START Data for review
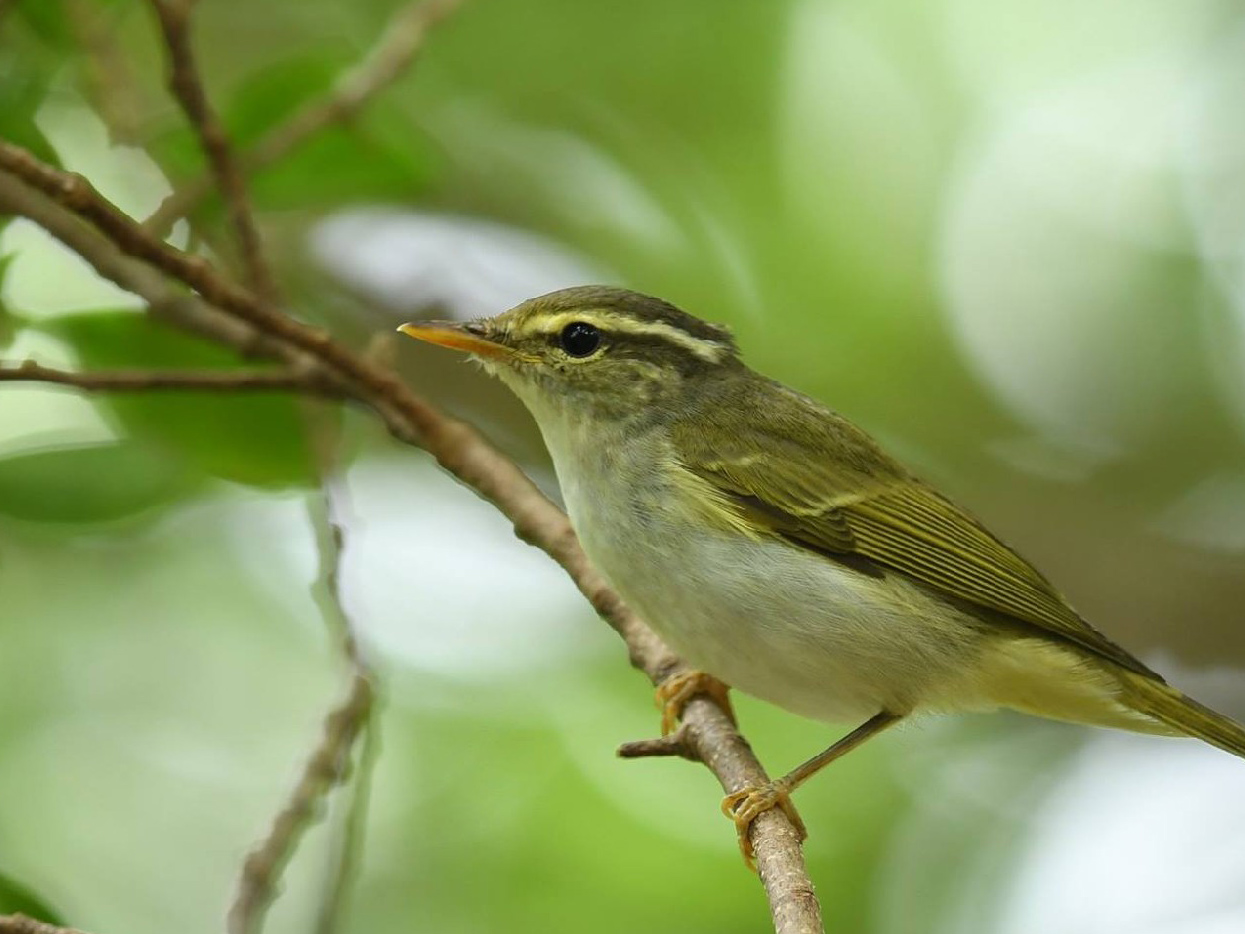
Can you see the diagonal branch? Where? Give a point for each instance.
(187, 87)
(325, 768)
(351, 724)
(457, 447)
(23, 924)
(194, 380)
(384, 64)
END Data for review
● **Work instructions**
Write out each entry exactly as given, omitting any picture.

● **Output for this exercise**
Can you see the diagonal branch? Where? Give a point for each instance.
(187, 87)
(325, 768)
(351, 724)
(457, 447)
(23, 924)
(194, 380)
(384, 64)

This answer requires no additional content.